*Work to complete*
Reproduce all of the listing below without alteration.

*Material*
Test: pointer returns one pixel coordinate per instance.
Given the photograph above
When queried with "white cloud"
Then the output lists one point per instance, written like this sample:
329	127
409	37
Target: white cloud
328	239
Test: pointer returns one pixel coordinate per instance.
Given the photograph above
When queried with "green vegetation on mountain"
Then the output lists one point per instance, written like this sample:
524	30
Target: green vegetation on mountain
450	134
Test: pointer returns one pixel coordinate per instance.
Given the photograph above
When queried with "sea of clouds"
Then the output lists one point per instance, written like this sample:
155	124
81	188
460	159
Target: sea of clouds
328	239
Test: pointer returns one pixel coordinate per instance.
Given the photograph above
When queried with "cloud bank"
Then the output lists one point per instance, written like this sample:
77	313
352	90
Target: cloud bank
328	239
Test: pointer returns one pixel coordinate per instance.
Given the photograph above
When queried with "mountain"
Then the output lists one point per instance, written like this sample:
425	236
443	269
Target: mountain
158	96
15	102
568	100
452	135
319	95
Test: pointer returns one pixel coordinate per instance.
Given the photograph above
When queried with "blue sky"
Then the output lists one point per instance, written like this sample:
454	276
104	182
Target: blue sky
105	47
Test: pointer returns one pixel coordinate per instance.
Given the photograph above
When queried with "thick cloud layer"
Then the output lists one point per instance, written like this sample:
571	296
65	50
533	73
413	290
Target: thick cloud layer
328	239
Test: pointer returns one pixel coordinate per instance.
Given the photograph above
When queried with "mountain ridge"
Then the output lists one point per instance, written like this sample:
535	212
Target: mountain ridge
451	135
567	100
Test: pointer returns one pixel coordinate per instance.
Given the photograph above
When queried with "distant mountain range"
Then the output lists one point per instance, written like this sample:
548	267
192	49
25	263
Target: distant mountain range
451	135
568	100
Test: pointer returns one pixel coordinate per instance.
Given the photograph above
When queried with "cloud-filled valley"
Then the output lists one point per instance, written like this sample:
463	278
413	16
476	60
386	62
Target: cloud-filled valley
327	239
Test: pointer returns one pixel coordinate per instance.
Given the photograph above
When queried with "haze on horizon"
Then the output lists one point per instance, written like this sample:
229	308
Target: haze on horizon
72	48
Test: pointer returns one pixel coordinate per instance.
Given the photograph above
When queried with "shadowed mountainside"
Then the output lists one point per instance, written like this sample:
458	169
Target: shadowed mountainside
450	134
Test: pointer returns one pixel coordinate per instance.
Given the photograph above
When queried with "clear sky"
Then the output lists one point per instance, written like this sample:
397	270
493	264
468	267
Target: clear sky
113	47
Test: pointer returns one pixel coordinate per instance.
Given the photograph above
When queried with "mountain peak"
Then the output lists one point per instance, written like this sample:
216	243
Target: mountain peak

*Final result*
Test: pointer returns one pixel coordinate per instance.
Given the photograph above
When queried with "white cloud"
Then the output lists one point per instance, written like this sample:
329	127
409	37
Target: white cloud
328	239
Test: pointer returns one pixel coordinate per instance.
Given the photograph above
When queried with "green vegetation on mountain"
Then the output lists one point per instance, written like this sample:
524	30
Target: green vegetation on mountain
450	134
Test: pointer returns one pixel coordinate per instance.
Given the photograph above
When queried with "sea of clouds"
Then the output lists one point per instance, written like this sample:
155	124
81	188
460	159
Target: sea of clouds
328	239
Test: pointer returns one pixel coordinate per instance.
Given the photograph above
When queried with "cloud bank"
Then the output lists one point per instance, written like this sample:
77	313
352	90
Target: cloud bank
328	239
Test: pointer returns one pixel coordinate per instance.
Given the photograph above
When queried with "mountain"
Then the output lists one point per instance, written like this sample:
425	236
443	269
Target: mountain
158	96
15	102
568	100
452	135
319	95
Test: pointer returns one pixel coordinate per instance.
Given the photograph above
When queried with "blue sky"
Then the output lists one point per instance, written like this sample:
454	276
104	182
Target: blue sky
105	47
Test: pointer returns one pixel coordinate per instance.
Given the photograph above
When queried with "thick cloud layer"
Then the output lists one point per instance, written like this sample:
571	296
65	50
533	73
413	290
Target: thick cloud layer
328	239
Test: pointer returns one pixel coordinate per instance.
Given the photograph above
When queried with "mountain ridge"
Then the output lists one point per instance, written like this sample:
535	212
Target: mountain ridge
451	135
567	100
Test: pointer returns one pixel coordinate per instance.
Given the photograph above
When queried with "distant mountain range"
Then the output lists one point per instance, written like this sample:
548	267
192	49
25	263
Target: distant mountain range
451	135
568	100
Test: pointer returns one pixel coordinate per instance.
Given the photograph above
When queried with "cloud-filled valley"
Then the output lists one point per instance, written like this sample:
463	278
413	16
476	60
386	62
Target: cloud-filled valley
327	239
Test: pointer returns one pixel coordinate per instance.
Given the photograph above
When queried with "haze on horizon"
Then the output lists one point per instance, written like this sample:
229	308
Target: haze on horizon
72	48
Test: pointer returns one pixel coordinate per instance.
Given the photograph above
When queried with "shadowed mountainside"
Then the output lists one point per instance, written like this sample:
458	169
Target: shadowed mountainside
450	134
Test: pointer returns one pixel coordinate per instance.
Given the photograph above
When queried with "clear sky"
Then the output lists one point per instance, written like this sample:
397	270
493	264
468	267
Target: clear sky
113	47
Test: pointer returns one pixel coordinate per instance.
Given the photograph above
When queried with "mountain peak"
Then the output lists one point per instance, written like this sample:
216	243
Target: mountain peak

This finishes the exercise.